◆ Goal 1
Change the School for Wives review by writing out everything from "Despite its many" down to "is quietly kept.", with "curtain" replaced by "backdrop".

◆ Source excerpt
________________________________________
On Dec. 26, 1662, a new play opened at the Palais Royal Theatre in Paris. It was the work of a compelling young playwright who was unfazed by controversy. Centuries later, the same play premieres at the new AUC Campus Theater in New Cairo to inaugurate the Malak Gabr Arts Theater.
The play "L'ecole des femmes (School for Wives) was the first work by Moliere to receive significant attention. It centers on Arnolphe, a middle-aged man s quest for a wife. Because of his fear of women, he decides to create his own ideal by molding the mind of a four-year-old girl he has adopted.
Emerging 17 years later from the convent, the girl Agnes, played by Dahlia Abou Azama, is innocent and naïve; so naïve, in fact, that, were she to decide to take a lover (Arnolphe's greatest fear), she might not even know how to do it behind his back.
Director Frank Bradley staged the work with British accents, not French ones. The play also uses popular British translator Ranjit Bolt's adaptation, set in rhyming couplets. The piece naturally, even in Bolt's admission, takes liberties with Moliere's version, which is perhaps the conceptual springboard from which Bradley embarked on a flood of transgressions.
Even old-fashioned costumes appear more British than French, and strangely more turn of the 20th century than late 17th century, when the events of the play occur. And much like British notions of private space, the setting, originally in a square in a provincial city, has been changed to that of Arnolphe's private home. There is then the matter of a reoccurring barbershop quartet (an African American tradition circa the 1940s) inserted in the play as a choir. With saccharin melodies, they obtusely comment on the plays progression. Unfortunately, they do so painfully out of tune.
Despite its many hodgepodge, cute yet incomprehensible elements, the play is enjoyable. It has a slow start, yet a somewhat didactic argument between Arnolphe and his friend Chrysalde ends with a stunning intervention.
The curtain is lifted, revealing the lovely and apparently costly set by Stencil Campbell: A whimsical fairy-tale like place, where Agnes' original convent is replaced by a large translucent egg at the top of Arnolphe's home, an oval room where she is quietly kept.
The egg, which opens with swinging doors, soon comes to serve as the balcony to which her lover Horace comes to call. The set is revealed full of foliage, a small river with water, arching bridges and a tree house. I nearly gasped.
________________________________________
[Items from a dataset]
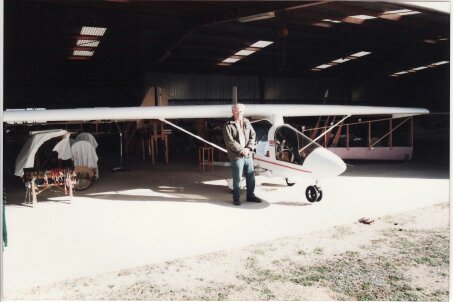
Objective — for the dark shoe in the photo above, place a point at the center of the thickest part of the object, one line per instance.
(253, 199)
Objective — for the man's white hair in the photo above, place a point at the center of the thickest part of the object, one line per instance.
(238, 106)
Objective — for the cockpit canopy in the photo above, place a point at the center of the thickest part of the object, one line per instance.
(287, 143)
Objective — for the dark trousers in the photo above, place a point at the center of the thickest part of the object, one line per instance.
(239, 166)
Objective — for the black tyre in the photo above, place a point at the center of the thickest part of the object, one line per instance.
(311, 193)
(289, 184)
(82, 181)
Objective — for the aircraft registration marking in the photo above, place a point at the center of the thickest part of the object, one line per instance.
(285, 166)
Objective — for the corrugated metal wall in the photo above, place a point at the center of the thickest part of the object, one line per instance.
(215, 89)
(204, 87)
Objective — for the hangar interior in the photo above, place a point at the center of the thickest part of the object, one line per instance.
(322, 52)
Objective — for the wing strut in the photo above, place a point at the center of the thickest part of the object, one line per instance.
(322, 134)
(196, 136)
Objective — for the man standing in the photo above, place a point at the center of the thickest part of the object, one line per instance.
(239, 139)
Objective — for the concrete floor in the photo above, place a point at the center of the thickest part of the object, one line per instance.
(163, 212)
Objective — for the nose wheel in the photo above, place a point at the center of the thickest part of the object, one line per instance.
(313, 193)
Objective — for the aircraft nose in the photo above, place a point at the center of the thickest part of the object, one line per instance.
(324, 163)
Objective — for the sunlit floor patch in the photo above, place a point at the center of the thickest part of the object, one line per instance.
(100, 231)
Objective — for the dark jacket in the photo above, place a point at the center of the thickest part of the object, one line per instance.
(231, 137)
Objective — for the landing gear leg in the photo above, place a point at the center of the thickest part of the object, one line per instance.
(313, 193)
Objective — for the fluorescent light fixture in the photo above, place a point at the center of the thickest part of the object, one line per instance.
(87, 43)
(363, 17)
(419, 68)
(257, 17)
(84, 53)
(261, 44)
(360, 54)
(324, 66)
(93, 31)
(230, 60)
(244, 52)
(341, 60)
(440, 63)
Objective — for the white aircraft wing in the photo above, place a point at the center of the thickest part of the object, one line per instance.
(199, 111)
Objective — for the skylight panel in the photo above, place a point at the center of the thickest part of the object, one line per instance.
(440, 63)
(360, 54)
(230, 60)
(93, 31)
(83, 53)
(87, 43)
(419, 68)
(396, 12)
(331, 21)
(341, 60)
(363, 17)
(244, 52)
(261, 44)
(410, 13)
(323, 66)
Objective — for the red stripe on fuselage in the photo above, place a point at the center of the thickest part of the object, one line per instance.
(273, 163)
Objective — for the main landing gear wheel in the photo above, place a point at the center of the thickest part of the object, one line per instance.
(313, 193)
(289, 183)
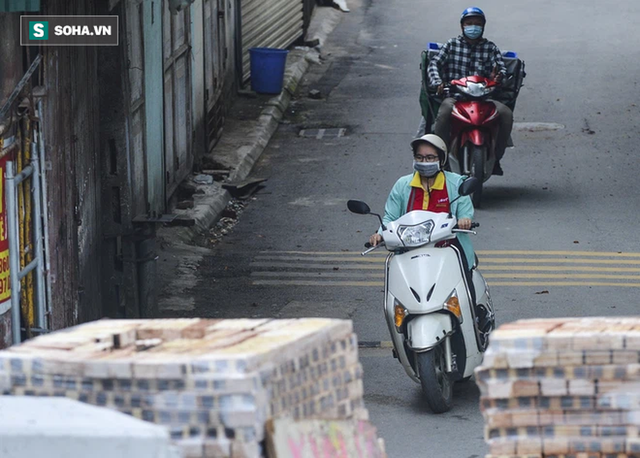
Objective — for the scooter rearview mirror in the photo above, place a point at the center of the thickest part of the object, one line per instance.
(359, 207)
(469, 186)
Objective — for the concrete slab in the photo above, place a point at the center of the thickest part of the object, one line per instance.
(33, 427)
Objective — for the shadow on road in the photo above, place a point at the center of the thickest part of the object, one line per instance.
(502, 197)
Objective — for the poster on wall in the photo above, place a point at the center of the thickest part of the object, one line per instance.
(5, 284)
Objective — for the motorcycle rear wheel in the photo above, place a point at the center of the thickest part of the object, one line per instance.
(478, 158)
(437, 387)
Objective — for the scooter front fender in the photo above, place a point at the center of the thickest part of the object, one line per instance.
(475, 136)
(427, 331)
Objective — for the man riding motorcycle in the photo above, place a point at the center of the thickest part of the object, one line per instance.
(470, 54)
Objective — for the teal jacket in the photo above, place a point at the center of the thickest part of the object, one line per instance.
(398, 201)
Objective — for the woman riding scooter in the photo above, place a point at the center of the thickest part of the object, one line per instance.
(431, 188)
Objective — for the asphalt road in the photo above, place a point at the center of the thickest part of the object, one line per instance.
(552, 229)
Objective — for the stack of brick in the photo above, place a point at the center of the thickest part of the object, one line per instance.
(213, 383)
(563, 388)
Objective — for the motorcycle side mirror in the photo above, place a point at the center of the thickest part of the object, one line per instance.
(469, 186)
(359, 207)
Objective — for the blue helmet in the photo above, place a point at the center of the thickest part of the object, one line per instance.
(474, 11)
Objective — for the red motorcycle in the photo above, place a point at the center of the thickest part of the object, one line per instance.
(474, 128)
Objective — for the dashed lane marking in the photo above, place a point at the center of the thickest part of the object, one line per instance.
(500, 268)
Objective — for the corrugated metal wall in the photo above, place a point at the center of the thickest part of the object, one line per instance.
(72, 146)
(178, 154)
(269, 24)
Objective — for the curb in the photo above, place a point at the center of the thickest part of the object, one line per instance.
(375, 344)
(211, 200)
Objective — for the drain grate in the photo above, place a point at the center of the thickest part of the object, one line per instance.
(333, 132)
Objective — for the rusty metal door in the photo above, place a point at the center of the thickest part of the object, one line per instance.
(177, 97)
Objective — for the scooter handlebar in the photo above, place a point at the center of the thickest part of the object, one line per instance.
(473, 226)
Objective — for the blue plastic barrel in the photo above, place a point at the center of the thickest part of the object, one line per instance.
(267, 69)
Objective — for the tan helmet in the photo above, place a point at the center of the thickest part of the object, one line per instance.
(436, 142)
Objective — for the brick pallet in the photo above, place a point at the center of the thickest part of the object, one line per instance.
(562, 388)
(213, 383)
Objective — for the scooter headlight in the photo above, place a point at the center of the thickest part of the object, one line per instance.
(477, 89)
(417, 235)
(452, 304)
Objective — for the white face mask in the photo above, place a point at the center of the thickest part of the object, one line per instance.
(426, 169)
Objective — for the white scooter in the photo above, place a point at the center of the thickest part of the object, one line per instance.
(437, 334)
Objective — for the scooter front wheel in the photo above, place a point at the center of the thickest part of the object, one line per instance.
(437, 387)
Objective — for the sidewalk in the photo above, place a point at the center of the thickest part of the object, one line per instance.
(250, 124)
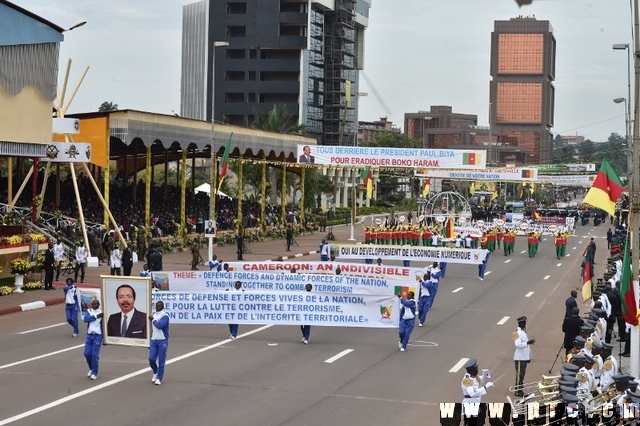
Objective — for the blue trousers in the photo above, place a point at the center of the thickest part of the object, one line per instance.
(406, 327)
(158, 351)
(423, 302)
(233, 329)
(443, 269)
(481, 268)
(92, 346)
(306, 331)
(72, 316)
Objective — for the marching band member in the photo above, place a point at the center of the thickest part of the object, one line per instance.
(473, 386)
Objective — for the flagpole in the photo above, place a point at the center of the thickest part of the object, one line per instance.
(635, 186)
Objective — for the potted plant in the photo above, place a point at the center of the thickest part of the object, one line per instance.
(19, 268)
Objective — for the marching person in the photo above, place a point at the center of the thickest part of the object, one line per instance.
(58, 255)
(407, 319)
(324, 251)
(49, 267)
(72, 302)
(306, 329)
(424, 293)
(482, 267)
(159, 342)
(473, 387)
(81, 261)
(93, 342)
(115, 261)
(233, 328)
(522, 354)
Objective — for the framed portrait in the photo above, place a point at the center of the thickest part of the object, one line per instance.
(210, 228)
(126, 304)
(33, 253)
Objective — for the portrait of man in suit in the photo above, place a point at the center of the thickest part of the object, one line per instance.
(210, 228)
(306, 156)
(129, 322)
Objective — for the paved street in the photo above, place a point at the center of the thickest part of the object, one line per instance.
(267, 377)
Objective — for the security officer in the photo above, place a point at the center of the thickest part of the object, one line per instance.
(522, 354)
(473, 387)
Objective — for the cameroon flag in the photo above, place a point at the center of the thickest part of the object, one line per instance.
(605, 190)
(471, 159)
(627, 294)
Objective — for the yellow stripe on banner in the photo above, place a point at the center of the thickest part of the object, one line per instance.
(599, 198)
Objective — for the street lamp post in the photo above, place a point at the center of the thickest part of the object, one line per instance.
(626, 125)
(213, 195)
(625, 46)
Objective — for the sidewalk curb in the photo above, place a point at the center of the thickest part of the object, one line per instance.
(31, 306)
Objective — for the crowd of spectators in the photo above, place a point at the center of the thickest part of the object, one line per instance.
(165, 210)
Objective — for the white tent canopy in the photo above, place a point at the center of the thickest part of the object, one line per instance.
(205, 187)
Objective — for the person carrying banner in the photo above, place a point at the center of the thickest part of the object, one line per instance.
(424, 295)
(407, 319)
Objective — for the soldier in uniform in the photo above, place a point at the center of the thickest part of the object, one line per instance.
(522, 354)
(473, 387)
(195, 254)
(609, 367)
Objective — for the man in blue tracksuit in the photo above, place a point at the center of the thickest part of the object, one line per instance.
(407, 319)
(435, 273)
(424, 295)
(72, 304)
(159, 342)
(483, 266)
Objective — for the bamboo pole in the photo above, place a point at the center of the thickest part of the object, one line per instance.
(24, 183)
(105, 205)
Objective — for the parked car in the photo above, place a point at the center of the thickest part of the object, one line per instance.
(384, 203)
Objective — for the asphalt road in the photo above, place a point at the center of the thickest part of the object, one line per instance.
(268, 377)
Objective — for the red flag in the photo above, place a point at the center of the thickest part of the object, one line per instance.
(224, 163)
(627, 294)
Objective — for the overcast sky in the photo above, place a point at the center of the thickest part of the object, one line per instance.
(418, 53)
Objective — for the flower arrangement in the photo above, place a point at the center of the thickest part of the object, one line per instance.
(33, 285)
(20, 266)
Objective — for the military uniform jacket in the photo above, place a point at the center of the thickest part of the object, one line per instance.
(472, 390)
(523, 351)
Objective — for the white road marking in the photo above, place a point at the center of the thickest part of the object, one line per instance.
(119, 379)
(2, 367)
(459, 365)
(42, 328)
(338, 356)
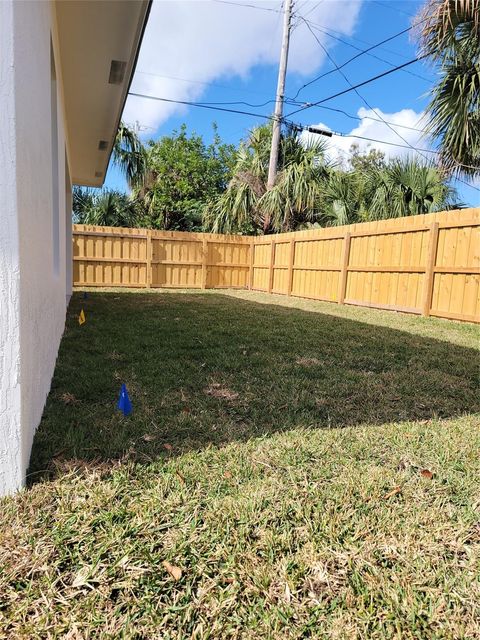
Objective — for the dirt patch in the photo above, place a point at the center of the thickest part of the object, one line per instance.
(216, 390)
(308, 362)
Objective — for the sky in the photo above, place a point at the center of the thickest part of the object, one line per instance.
(225, 53)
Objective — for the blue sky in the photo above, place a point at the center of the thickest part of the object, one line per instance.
(220, 51)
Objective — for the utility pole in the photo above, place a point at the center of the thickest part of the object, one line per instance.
(282, 72)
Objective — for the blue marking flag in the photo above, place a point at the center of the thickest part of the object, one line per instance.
(124, 403)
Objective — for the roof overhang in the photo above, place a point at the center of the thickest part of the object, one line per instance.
(98, 44)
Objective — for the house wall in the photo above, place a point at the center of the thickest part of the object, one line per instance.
(33, 243)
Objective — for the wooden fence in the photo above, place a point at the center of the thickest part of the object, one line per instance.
(427, 264)
(118, 257)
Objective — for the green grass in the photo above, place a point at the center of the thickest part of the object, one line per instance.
(274, 454)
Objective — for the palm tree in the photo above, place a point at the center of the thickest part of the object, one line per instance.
(449, 33)
(104, 208)
(405, 187)
(129, 155)
(247, 205)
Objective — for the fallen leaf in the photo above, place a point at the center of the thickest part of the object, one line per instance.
(396, 490)
(180, 477)
(174, 571)
(82, 577)
(69, 398)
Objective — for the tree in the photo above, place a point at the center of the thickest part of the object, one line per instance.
(182, 174)
(449, 33)
(405, 187)
(376, 189)
(107, 208)
(247, 206)
(129, 155)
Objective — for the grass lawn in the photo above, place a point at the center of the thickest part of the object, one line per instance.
(291, 469)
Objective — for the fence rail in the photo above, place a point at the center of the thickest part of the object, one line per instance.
(427, 264)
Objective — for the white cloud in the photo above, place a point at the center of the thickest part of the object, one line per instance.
(378, 130)
(206, 41)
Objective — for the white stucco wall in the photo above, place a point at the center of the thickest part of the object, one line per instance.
(10, 406)
(33, 286)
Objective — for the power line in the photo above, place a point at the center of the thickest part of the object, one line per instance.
(250, 6)
(386, 6)
(269, 118)
(369, 106)
(358, 55)
(199, 104)
(353, 87)
(352, 117)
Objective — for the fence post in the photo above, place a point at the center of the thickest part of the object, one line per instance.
(148, 249)
(429, 269)
(290, 267)
(252, 259)
(272, 263)
(342, 287)
(204, 262)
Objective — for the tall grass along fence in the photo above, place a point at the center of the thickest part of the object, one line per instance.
(427, 264)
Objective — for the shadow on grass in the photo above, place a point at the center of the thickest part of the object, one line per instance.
(209, 369)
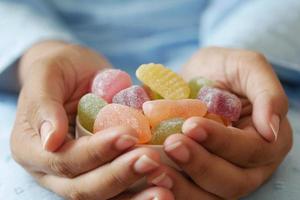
________________________________________
◆ Goal 2
Pick out every line of the rows above that contains the word "landing", and copy each of those lines.

◆ Task solution 1
Despite its many hodgepodge, cute yet incomprehensible elements, the play is enjoyable. It has a slow start, yet a somewhat didactic argument between Arnolphe and his friend Chrysalde ends with a stunning intervention.
The backdrop is lifted, revealing the lovely and apparently costly set by Stencil Campbell: A whimsical fairy-tale like place, where Agnes' original convent is replaced by a large translucent egg at the top of Arnolphe's home, an oval room where she is quietly kept.

◆ Task solution 2
Objective — for the landing gear leg in the photo above, place a point at the center of the thickest part of the object, one line per instance.
Objective — for the main landing gear wheel in the photo above, place a point at the center of the thickest part of the object, one line per instance.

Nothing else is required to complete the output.